WRITTEN PROBLEM 1 »
According to the article on the Imo governorship ruling, why did the Supreme Court find that Uzodinma should have been declared the winner?

How Hope became in Imo

When the Supreme Court on Tuesday declared Senator Hope Uzodinma of the All Progressives Congress (APC) winner of the March 9, 2019 governorship election in Imo State, not a few Nigerians wondered how someone who came fourth could replace the person who came first.

The election of Emeka Ihedioha of the Peoples Democratic Party (PDP) was nullified and Uzodinma was ordered to be sworn in immediately.

In the unanimous judgment of the seven-member panel, read by Justice Kudirat Kekere-Ekun, the Supreme Court held that results in 388 polling units were unlawfully excluded during result collation.

According to her, when the excluded results were added, it meant that Uzodinma polled a majority of the lawful votes cast and ought to have been declared the winner by the Independent National Electoral Commission (INEC).

The Supreme Court, therefore, voided lhedioha’s declaration and ordered that the certificate of return wrongly issued to him be immediately withdrawn and a fresh one issued to Uzodinma.

“It is thereby ordered that the appellant’s votes from 388 polling units unlawfully excluded from the appellant vote declared shall be added and that the first respondent, Emeka Ihedioha, was not duly elected by a majority of lawful votes cast at the said election,” the Supreme Court said.

The Court of Appeal had last November 19 affirmed Ihedioha’s victory.

It disagreed with the appellants, who had argued that he did not obtain the constitutionally required one-quarter of the votes cast in at least two-thirds of the 27 Local Government Areas (LGAs) as provided under Section 179 of the 1999 Constitution.

The beginning

Last March 11, the Returning Officer, Vice-Chancellor, Michael Okpara University of Agriculture, Umudike, Abia State, Prof Francis Otunta, said Ihedioha scored the highest number of votes (273,404).

He declared him the winner “having satisfied all the requirements of the law and scored the highest number of votes”.

Rows from a pointing dataset »

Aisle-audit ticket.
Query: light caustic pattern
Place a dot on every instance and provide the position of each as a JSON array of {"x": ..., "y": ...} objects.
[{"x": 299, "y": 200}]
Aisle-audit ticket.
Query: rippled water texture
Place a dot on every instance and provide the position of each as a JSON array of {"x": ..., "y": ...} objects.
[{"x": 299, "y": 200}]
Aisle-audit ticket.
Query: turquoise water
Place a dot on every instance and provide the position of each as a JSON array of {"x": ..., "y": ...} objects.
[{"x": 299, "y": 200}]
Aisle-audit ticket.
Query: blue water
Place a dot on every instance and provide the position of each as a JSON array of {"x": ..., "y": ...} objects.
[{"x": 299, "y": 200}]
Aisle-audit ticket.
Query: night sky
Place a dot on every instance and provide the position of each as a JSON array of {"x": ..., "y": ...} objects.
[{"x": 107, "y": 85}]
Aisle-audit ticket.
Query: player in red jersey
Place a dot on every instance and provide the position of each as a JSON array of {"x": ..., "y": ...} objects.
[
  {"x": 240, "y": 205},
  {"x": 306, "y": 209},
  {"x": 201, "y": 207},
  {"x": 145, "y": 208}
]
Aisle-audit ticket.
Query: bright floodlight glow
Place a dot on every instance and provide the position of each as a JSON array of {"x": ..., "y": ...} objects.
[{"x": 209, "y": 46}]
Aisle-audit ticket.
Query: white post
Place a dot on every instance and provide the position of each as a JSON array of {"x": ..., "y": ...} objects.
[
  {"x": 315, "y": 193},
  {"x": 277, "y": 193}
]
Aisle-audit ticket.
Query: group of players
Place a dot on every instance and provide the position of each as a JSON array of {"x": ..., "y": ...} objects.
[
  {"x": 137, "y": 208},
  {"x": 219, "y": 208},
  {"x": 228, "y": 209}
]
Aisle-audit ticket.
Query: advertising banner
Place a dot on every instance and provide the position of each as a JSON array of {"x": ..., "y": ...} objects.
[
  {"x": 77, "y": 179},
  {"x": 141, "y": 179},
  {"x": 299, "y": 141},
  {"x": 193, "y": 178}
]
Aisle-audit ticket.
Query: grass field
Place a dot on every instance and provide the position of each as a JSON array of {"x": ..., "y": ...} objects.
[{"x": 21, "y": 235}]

WRITTEN PROBLEM 2 »
Report how many lines in the rows contain the string "water", counting case-sensitively. Give only the number.

COMPLETE OUTPUT 1 »
The Supreme Court held that results from 388 polling units had been unlawfully excluded during result collation. When those results were added, Uzodinma had a majority of the lawful votes cast, so INEC ought to have declared him the winner.

COMPLETE OUTPUT 2 »
3